**Exercise passage**
Comparing residual variation across models


I’m not sure how much background information I should provide as I’m new to this forum (and, as I’m sure is evident from the text below, fairly new to brms). I hope the below is sufficient!

I’ve been running several models and have been doing an extensive comparison with WAIC and WAIC weights to ‘select’ the best model. The dependent variable is a linguistic variable (just binary: A or B), and the effect of age and determiner preceding the variant is assessed, with ‘individual’ as a group-level effect:

ing ~ det + age_sd + (det*age_sd|author) #M1

Another model of interest includes the effect of ‘isolation’ (whether or not an individual has spend time in isolation):

ing ~ det + age_sd + isolation + (det*age_sd|author) #M2

Inclusion of ‘isolation’ does not improve the fit (in fact, it increases the WAIC slightly and weights are in favour of the simpler model), but it does bring about a decrease in the sd(Intercept) of the Group-level effect author.

I’m trying to keep this short, so my question is: if you compare these models, can you conclude that M1 has more residual (author) variation than M2?
If so, what would be good practice wrt comparing them?

I’m also happy to hear tips for better techniques to implement this question! I’m not so much convinced that spending time in isolation affects the dependent variable, but I do think it helps reduce estimated variance in age slopes – if that makes sense?

Thanks in advance!

1 Like

Hi, this is very relevant question and I think you formulated it well.
There is a recent papers on variance partitioning that might give you some additional ideas.

waic is unreliable for hierarchical models, and I recommend to use PSIS-LOO instead as it has better diagnostics when it’s failing

There is possibility that two terms are explaining similar information and are thus correlating and then adding a correlating component can increase the predictive performance only a little. In such case you should look also about the correlation between the isolation effect and the magnitude of the group effect.

If my answer is not clear, please ask again, and if you make, e.g. pairs plots showing the dependency between the effects, please share here, so we can continue discussing what kind of workflow would be good to find the answer to this type of question.


Hi Aki!

Thanks so much for your input (and for the interesting paper on variance partitioning).

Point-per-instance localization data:
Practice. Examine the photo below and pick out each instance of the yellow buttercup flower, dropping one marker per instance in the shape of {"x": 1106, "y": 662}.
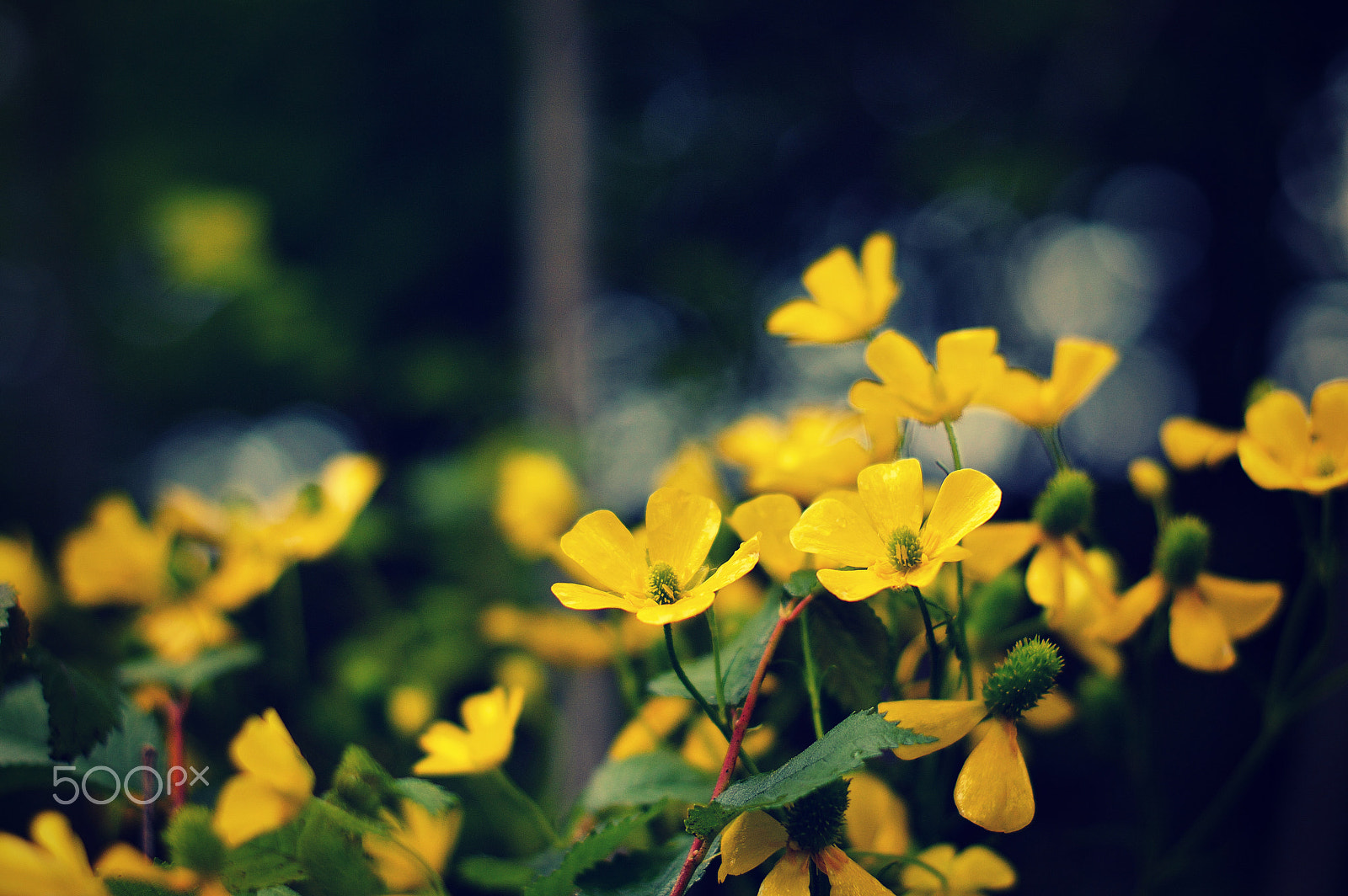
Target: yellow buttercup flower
{"x": 966, "y": 364}
{"x": 1078, "y": 365}
{"x": 669, "y": 583}
{"x": 417, "y": 835}
{"x": 817, "y": 449}
{"x": 891, "y": 543}
{"x": 537, "y": 499}
{"x": 484, "y": 741}
{"x": 273, "y": 785}
{"x": 812, "y": 835}
{"x": 1284, "y": 448}
{"x": 847, "y": 302}
{"x": 1190, "y": 444}
{"x": 966, "y": 873}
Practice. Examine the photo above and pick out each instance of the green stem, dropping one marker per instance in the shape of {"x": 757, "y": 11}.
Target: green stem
{"x": 527, "y": 803}
{"x": 933, "y": 648}
{"x": 716, "y": 666}
{"x": 812, "y": 682}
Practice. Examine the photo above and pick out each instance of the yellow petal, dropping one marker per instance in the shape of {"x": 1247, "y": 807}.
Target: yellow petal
{"x": 997, "y": 546}
{"x": 680, "y": 530}
{"x": 1190, "y": 444}
{"x": 773, "y": 516}
{"x": 604, "y": 547}
{"x": 947, "y": 721}
{"x": 893, "y": 495}
{"x": 994, "y": 786}
{"x": 836, "y": 531}
{"x": 748, "y": 841}
{"x": 876, "y": 819}
{"x": 853, "y": 585}
{"x": 967, "y": 500}
{"x": 1197, "y": 635}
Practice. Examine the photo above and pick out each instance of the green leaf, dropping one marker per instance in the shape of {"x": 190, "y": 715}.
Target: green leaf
{"x": 801, "y": 583}
{"x": 851, "y": 650}
{"x": 844, "y": 748}
{"x": 489, "y": 872}
{"x": 190, "y": 675}
{"x": 738, "y": 664}
{"x": 649, "y": 778}
{"x": 24, "y": 725}
{"x": 599, "y": 845}
{"x": 81, "y": 711}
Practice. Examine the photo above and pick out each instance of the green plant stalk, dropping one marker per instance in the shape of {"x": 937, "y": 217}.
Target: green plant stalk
{"x": 812, "y": 682}
{"x": 527, "y": 803}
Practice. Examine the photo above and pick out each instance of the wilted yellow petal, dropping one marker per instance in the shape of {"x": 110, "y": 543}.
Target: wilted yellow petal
{"x": 994, "y": 787}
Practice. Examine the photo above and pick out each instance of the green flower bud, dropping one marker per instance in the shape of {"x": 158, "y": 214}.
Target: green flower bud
{"x": 1183, "y": 550}
{"x": 815, "y": 821}
{"x": 193, "y": 844}
{"x": 1021, "y": 680}
{"x": 1065, "y": 504}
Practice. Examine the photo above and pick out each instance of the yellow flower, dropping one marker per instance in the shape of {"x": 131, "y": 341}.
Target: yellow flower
{"x": 846, "y": 302}
{"x": 417, "y": 835}
{"x": 536, "y": 500}
{"x": 273, "y": 785}
{"x": 483, "y": 743}
{"x": 1284, "y": 448}
{"x": 876, "y": 819}
{"x": 1078, "y": 368}
{"x": 669, "y": 584}
{"x": 891, "y": 543}
{"x": 817, "y": 449}
{"x": 1190, "y": 444}
{"x": 966, "y": 364}
{"x": 967, "y": 873}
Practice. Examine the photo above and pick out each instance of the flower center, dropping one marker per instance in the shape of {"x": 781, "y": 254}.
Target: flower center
{"x": 662, "y": 584}
{"x": 905, "y": 549}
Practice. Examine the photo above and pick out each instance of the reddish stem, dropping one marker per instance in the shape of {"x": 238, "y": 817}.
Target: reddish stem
{"x": 741, "y": 723}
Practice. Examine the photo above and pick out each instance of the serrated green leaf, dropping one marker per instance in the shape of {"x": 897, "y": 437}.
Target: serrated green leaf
{"x": 649, "y": 778}
{"x": 599, "y": 845}
{"x": 489, "y": 872}
{"x": 24, "y": 725}
{"x": 842, "y": 749}
{"x": 81, "y": 711}
{"x": 190, "y": 675}
{"x": 738, "y": 664}
{"x": 851, "y": 650}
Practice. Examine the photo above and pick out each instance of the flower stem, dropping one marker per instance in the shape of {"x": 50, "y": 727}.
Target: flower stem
{"x": 527, "y": 803}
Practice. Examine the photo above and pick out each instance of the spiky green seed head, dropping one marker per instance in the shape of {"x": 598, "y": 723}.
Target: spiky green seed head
{"x": 1021, "y": 680}
{"x": 1183, "y": 550}
{"x": 662, "y": 584}
{"x": 1065, "y": 504}
{"x": 815, "y": 821}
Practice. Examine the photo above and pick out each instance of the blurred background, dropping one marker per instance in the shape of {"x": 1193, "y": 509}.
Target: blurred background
{"x": 238, "y": 236}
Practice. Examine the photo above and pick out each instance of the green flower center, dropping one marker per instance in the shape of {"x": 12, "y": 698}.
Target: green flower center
{"x": 662, "y": 584}
{"x": 905, "y": 549}
{"x": 815, "y": 822}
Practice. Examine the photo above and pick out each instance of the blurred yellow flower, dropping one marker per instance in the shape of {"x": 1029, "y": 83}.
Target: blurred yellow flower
{"x": 966, "y": 364}
{"x": 537, "y": 499}
{"x": 273, "y": 785}
{"x": 847, "y": 302}
{"x": 418, "y": 841}
{"x": 1078, "y": 365}
{"x": 484, "y": 741}
{"x": 1284, "y": 448}
{"x": 1190, "y": 444}
{"x": 669, "y": 583}
{"x": 817, "y": 449}
{"x": 891, "y": 543}
{"x": 967, "y": 873}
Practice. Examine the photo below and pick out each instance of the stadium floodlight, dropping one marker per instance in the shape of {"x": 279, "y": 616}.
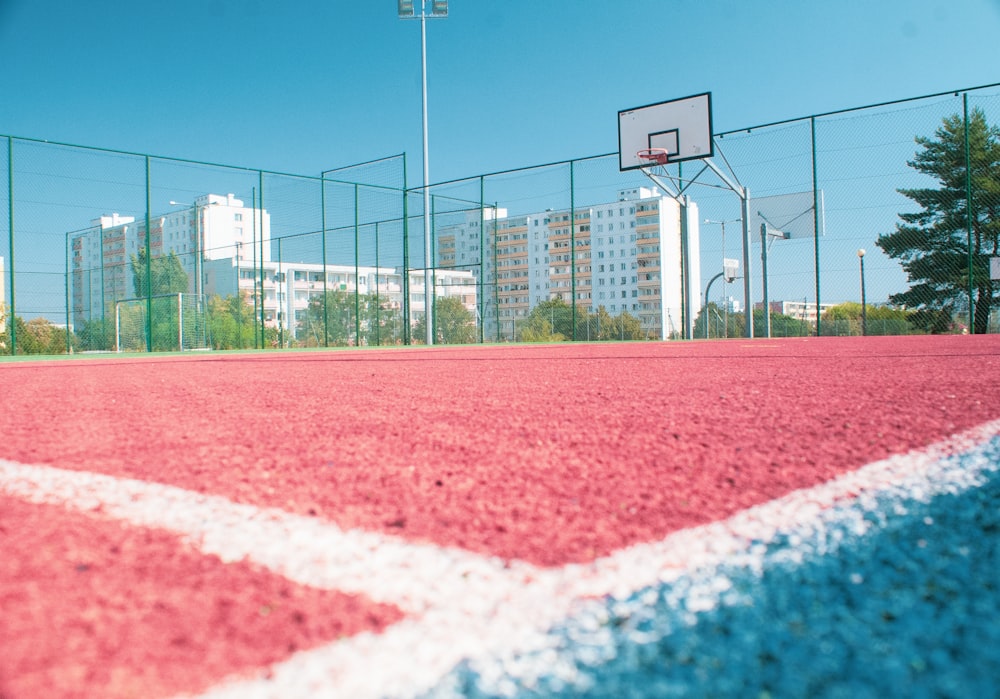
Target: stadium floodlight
{"x": 439, "y": 10}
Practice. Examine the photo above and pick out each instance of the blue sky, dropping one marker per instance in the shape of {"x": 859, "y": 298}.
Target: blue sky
{"x": 303, "y": 86}
{"x": 306, "y": 85}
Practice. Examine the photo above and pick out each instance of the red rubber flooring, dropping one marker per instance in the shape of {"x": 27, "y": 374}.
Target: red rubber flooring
{"x": 549, "y": 454}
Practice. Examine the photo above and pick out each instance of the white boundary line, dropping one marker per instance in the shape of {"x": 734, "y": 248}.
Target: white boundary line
{"x": 460, "y": 605}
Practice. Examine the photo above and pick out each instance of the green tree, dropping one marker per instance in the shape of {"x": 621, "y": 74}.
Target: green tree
{"x": 39, "y": 336}
{"x": 166, "y": 271}
{"x": 231, "y": 322}
{"x": 380, "y": 322}
{"x": 4, "y": 329}
{"x": 549, "y": 321}
{"x": 933, "y": 244}
{"x": 96, "y": 334}
{"x": 454, "y": 324}
{"x": 845, "y": 319}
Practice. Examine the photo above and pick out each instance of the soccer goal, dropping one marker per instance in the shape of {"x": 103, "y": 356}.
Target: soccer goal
{"x": 171, "y": 322}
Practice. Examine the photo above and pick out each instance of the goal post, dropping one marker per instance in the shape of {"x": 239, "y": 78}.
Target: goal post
{"x": 178, "y": 322}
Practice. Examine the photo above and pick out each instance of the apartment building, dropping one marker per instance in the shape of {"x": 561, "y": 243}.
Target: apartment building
{"x": 213, "y": 227}
{"x": 624, "y": 255}
{"x": 289, "y": 287}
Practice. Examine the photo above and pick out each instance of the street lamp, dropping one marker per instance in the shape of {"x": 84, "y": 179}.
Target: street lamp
{"x": 725, "y": 305}
{"x": 439, "y": 10}
{"x": 864, "y": 313}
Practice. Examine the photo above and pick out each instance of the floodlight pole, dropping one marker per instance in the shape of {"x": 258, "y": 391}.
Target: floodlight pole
{"x": 864, "y": 312}
{"x": 744, "y": 194}
{"x": 727, "y": 280}
{"x": 439, "y": 10}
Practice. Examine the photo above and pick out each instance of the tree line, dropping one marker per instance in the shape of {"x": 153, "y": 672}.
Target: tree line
{"x": 944, "y": 247}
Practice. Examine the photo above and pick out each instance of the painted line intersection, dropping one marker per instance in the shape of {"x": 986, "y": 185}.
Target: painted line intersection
{"x": 463, "y": 607}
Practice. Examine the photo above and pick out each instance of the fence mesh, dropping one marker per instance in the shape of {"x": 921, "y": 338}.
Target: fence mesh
{"x": 97, "y": 246}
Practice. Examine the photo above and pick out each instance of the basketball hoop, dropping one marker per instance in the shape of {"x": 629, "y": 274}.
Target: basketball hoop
{"x": 653, "y": 156}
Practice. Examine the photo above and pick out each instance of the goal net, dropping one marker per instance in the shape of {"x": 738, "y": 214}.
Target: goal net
{"x": 168, "y": 323}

**Work order 1**
Answer these questions about the forum thread:
(a) What kind of variable is the dependent variable?
(b) What happens to the WAIC when 'isolation' is included in the model?
(c) Which method does the reply recommend instead of WAIC for hierarchical models?
**Work order 2**
Can you copy the stretch of the forum thread from "Comparing residual variation" through "below is sufficient!"?

**Written reply 1**
(a) A binary linguistic variable (A or B).
(b) The WAIC increases slightly.
(c) PSIS-LOO.

**Written reply 2**
Comparing residual variation across models


I’m not sure how much background information I should provide as I’m new to this forum (and, as I’m sure is evident from the text below, fairly new to brms). I hope the below is sufficient!